Provided text –
No definite information is available regarding the process of manufacture of bone hair pipes. Power tools probably were used. They [p. 64] may have been drilled with a rotary, belt-powered drill and shaped on a lathe. Such methods of rapid manufacture of large numbers of bone hair pipes would have made it possible to offer them to Indians at a lower price than had been asked for shell hair pipes. It must have been the pressure of competition with this cheaper, stronger bone hair pipe that caused the New Jersey shell hair-pipe makers to discontinue operations in 1889, less than a decade after bone hair pipes began to reach the Indian country.

The Kiowa breastplate shown in plate 25, b, illustrates the transition from shell to bone hair pipes in Indian ornament. Of the 144 hair pipes in this specimen, 49 (at the top) are of bone. The remainder, including two broken pipes, are of shell. This specimen, USNM No. 152842, was collected by James Mooney in 1891. It must have been made up during the preceding decade when bone hair pipes were beginning to replace shell hair pipes in the Kiowa trade.

USES OF HAIR PIPES 1880-1910

In the period of general economic depression among the Plains Indians following the extermination of the buffalo, during which they subsisted largely upon Government rations, possession of an elaborate hair-pipe breastplate or necklace was a coveted symbol of greater-than-average prosperity among these proud people. Not only did the Indians wear these ornaments when they attended ceremonies and participated in traditional social dances on their own reservations, but they wore them when they dressed to visit the Great White Father in Washington, when they took part in wildwest shows, such as the famous one organized by William F. Cody (Buffalo Bill) in 1883, and when they appeared in costume at national, regional, State, and local exhibitions or fairs.

The cessation of intertribal wars after the Plains Indians were settled on reservations was followed by a period of increased friendly contacts between neighboring tribes formerly hostile to one another. Visits back and forth among these Indians were accompanied by the exchange of gifts between members of different tribes. These conditions encouraged diffusion of hair-pipe breastplates and necklaces during the Reservation Period.

Recorded information –
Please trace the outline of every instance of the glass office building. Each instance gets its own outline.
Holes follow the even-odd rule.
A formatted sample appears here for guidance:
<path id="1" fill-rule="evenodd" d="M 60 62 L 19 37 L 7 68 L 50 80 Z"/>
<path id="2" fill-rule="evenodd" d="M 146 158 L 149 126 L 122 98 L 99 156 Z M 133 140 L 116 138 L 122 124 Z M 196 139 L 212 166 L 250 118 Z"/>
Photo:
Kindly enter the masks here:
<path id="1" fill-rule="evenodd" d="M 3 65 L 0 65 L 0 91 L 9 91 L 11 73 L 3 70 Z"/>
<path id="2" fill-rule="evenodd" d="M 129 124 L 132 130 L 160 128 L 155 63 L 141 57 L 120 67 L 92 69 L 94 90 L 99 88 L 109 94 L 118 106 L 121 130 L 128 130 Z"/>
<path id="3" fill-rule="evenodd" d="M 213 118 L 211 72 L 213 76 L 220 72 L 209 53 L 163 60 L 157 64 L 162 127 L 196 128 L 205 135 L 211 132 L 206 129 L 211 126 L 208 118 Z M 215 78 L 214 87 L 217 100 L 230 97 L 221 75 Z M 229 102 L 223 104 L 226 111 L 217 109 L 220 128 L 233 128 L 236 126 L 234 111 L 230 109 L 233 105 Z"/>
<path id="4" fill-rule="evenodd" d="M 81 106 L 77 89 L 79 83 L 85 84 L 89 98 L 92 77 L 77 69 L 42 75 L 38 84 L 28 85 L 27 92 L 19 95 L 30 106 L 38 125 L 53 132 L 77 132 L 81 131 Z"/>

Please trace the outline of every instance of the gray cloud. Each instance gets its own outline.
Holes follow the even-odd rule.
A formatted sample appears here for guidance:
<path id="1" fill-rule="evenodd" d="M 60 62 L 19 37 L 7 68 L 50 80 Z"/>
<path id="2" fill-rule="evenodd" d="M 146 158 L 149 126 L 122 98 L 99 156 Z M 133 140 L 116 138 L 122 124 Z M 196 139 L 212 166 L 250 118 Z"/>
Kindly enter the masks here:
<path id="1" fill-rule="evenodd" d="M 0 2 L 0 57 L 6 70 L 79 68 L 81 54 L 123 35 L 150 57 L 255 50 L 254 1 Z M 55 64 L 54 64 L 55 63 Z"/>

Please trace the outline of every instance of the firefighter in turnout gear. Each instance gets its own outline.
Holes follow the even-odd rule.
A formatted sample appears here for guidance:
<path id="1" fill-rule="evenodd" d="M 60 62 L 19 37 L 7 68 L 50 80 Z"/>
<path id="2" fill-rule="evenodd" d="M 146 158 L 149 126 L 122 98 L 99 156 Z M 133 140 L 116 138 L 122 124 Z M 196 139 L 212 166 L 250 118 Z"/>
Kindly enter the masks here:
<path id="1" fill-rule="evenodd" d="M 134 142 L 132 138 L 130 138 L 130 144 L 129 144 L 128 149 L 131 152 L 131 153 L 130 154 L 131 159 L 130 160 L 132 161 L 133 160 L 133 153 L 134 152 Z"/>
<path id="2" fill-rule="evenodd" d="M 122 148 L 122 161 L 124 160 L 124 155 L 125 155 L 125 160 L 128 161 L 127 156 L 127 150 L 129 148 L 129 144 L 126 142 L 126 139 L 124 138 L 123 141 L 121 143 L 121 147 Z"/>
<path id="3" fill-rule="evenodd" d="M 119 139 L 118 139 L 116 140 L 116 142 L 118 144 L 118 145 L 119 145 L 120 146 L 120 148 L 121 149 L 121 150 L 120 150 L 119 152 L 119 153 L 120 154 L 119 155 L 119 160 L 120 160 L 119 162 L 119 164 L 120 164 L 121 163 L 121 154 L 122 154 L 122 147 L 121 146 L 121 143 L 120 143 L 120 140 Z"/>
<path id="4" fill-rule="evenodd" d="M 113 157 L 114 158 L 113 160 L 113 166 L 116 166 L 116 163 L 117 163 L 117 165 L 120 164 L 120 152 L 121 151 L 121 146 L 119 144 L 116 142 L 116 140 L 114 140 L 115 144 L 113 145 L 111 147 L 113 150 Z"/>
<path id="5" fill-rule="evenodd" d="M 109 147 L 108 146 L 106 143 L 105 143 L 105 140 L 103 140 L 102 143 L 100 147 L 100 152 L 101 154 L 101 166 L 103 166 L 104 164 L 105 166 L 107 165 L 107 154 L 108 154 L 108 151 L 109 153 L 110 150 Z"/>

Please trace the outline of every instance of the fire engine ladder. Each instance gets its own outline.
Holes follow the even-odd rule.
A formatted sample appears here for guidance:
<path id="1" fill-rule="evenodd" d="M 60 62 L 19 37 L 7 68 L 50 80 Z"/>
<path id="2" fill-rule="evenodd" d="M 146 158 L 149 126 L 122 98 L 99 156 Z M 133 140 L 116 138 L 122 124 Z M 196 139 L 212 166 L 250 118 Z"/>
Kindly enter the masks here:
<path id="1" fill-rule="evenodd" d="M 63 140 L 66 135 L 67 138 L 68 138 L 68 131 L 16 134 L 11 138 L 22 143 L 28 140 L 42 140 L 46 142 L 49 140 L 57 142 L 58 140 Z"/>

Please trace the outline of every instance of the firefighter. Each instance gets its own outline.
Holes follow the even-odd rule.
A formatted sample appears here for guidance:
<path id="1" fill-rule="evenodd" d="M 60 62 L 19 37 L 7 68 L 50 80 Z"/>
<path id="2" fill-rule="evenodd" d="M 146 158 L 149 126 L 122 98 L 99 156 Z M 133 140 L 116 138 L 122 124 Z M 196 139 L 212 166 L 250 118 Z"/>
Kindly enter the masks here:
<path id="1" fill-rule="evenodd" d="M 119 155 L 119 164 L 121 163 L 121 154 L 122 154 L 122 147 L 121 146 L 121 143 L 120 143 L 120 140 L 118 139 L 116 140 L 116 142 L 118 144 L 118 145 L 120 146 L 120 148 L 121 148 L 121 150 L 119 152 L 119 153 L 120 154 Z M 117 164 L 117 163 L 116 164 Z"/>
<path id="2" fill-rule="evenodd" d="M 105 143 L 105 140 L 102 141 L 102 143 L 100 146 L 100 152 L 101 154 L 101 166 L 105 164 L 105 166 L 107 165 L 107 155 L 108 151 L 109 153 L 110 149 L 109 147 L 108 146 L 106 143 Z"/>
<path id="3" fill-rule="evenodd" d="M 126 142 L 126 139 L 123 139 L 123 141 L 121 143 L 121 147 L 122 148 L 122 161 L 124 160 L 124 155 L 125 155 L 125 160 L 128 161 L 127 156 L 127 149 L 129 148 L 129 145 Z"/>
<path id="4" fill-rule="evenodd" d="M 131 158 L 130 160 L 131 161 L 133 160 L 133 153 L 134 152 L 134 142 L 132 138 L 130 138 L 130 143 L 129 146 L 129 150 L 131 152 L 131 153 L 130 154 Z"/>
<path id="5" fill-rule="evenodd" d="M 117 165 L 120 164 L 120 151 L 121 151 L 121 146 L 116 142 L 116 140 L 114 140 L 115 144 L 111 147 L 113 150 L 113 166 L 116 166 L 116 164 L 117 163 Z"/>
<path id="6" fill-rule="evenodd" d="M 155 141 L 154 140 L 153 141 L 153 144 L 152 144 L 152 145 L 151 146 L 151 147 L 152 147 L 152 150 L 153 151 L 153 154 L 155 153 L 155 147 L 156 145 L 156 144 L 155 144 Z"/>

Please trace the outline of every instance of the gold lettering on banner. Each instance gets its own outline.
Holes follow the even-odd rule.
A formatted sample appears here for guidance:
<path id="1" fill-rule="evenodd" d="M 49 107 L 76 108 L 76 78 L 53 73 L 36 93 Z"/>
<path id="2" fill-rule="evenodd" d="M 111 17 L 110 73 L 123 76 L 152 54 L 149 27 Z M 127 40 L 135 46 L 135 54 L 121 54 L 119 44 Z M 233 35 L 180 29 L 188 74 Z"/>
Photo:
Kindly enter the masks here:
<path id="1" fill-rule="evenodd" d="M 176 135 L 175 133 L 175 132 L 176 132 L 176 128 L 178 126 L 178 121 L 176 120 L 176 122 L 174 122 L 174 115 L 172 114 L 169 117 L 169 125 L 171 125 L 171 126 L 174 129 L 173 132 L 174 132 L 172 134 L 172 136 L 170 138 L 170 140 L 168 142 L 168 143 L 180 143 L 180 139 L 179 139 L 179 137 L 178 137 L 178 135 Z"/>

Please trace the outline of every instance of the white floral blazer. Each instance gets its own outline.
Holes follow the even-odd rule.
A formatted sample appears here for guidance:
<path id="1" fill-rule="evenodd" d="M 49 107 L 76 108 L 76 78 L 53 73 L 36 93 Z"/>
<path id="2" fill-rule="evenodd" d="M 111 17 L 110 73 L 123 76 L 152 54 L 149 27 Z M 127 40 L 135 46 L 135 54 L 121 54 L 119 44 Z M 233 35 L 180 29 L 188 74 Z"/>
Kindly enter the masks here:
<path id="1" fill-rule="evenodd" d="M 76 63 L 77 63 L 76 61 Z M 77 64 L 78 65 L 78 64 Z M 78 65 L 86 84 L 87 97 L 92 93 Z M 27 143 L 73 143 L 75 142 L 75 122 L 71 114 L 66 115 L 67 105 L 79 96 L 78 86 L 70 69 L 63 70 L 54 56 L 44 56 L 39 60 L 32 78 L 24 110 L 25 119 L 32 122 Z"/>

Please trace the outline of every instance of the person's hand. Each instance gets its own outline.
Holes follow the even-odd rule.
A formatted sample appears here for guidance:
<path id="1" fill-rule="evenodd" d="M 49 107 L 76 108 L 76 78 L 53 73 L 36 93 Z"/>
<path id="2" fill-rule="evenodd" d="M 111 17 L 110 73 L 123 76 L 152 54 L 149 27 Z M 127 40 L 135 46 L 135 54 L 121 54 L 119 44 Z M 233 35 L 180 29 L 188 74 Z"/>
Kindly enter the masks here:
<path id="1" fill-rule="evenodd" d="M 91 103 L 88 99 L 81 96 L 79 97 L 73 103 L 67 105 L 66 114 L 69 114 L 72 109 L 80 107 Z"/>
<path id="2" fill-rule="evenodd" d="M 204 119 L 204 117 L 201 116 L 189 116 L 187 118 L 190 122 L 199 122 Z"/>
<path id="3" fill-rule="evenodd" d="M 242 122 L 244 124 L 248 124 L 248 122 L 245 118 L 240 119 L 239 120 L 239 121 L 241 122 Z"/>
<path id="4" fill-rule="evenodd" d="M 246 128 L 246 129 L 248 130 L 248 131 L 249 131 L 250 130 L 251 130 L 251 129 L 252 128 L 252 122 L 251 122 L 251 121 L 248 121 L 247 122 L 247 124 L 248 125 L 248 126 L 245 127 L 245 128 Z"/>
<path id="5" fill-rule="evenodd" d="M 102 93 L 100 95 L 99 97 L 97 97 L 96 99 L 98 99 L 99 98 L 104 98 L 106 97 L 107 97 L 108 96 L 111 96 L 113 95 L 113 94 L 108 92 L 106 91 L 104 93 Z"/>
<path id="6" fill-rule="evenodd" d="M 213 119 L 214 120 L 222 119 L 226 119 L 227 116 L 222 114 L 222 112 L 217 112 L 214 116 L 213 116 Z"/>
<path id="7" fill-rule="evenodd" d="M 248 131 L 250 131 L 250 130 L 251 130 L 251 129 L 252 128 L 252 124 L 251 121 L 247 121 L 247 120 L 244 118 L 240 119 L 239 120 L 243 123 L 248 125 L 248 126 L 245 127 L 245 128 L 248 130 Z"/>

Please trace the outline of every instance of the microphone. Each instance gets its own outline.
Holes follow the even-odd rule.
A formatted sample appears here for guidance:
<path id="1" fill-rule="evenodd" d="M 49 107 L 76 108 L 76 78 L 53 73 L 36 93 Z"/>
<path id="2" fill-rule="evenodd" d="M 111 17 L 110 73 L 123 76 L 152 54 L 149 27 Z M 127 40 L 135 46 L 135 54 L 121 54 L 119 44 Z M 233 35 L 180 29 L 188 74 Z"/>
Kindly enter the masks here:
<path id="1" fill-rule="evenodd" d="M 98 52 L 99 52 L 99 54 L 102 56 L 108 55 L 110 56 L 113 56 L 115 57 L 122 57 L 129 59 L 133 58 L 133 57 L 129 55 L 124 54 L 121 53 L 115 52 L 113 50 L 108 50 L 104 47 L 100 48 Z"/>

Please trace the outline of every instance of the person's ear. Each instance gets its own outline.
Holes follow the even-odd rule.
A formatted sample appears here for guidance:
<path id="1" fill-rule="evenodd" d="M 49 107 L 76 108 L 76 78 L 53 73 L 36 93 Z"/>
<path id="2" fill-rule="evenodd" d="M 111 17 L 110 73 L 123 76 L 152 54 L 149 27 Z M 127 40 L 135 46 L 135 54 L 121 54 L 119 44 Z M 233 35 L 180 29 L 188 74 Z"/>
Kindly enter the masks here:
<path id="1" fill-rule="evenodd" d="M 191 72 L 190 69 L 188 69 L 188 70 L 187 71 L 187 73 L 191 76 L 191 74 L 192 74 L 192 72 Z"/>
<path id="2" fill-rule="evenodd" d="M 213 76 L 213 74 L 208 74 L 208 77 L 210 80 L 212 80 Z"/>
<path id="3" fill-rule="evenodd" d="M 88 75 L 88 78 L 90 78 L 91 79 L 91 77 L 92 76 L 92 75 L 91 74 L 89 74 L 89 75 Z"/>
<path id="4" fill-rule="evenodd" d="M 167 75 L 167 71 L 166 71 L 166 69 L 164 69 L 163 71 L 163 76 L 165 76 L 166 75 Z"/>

What needs to be done – Resume the hair-pipe passage above at the point where it ends, carrying it forward from its last sentence.

Task response –
HAIR-PIPE BREASTPLATES

Pictorial sources reveal the continued use of hair-pipe breastplates during the Reservation Period by men of all those tribes known to have made use of this ornament prior to 1880, i. e., the Comanche, Kiowa, Kiowa Apache, Ponca, and Pawnee in the south; the Arapaho and Cheyenne in Oklahoma, Wyoming, and Montana; the Teton Dakota of the Dakotas; and the Ute west of the Rockies.

[p. 65] Tribes of the Oklahoma region preferred the wide, relatively short breastplate comprising 4 or more rows of short to medium-length pipes, rarely more than 30 pipes per row. This type was worn by Quannah Parker, the famous Comanche chief, in 1892 (pl. 32, a). It was also worn by the prominent Kiowa leader Running Bird when he attended the intertribal Indian council on the Little Big Horn in 1909 (Dixon, 1913, illus. opp. p. 52).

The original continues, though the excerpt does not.